* [Set problem]: Reproduce every line of the listing below word for word, omitting the pictures.

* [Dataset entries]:
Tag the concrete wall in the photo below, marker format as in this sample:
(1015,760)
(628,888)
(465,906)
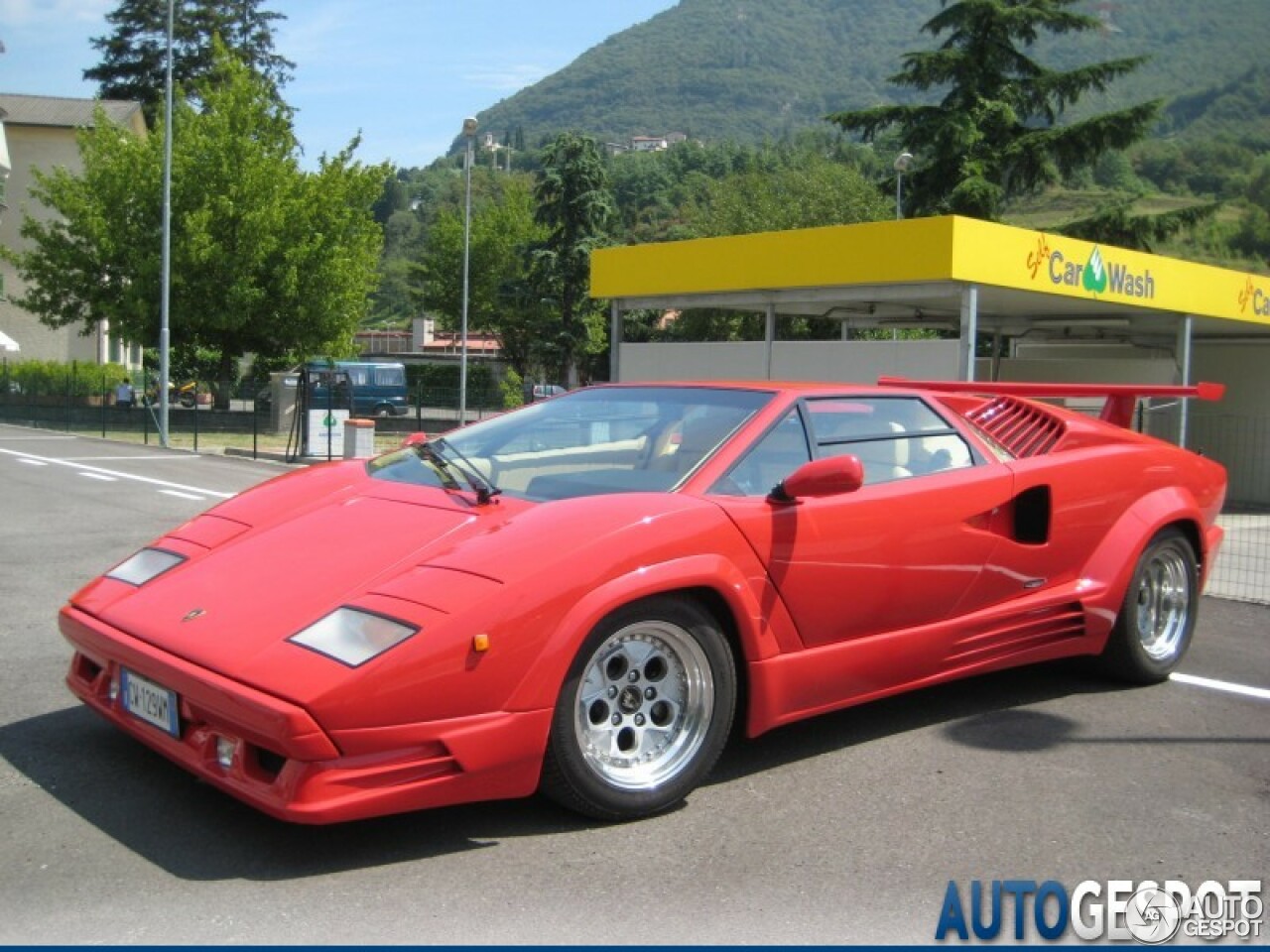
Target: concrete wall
(1234,430)
(39,148)
(1237,428)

* [Solved problem]:
Tag the concrete wall in the photo below, marker format as in this sample:
(1015,760)
(628,888)
(465,906)
Target: concrete wall
(1234,430)
(39,148)
(1237,428)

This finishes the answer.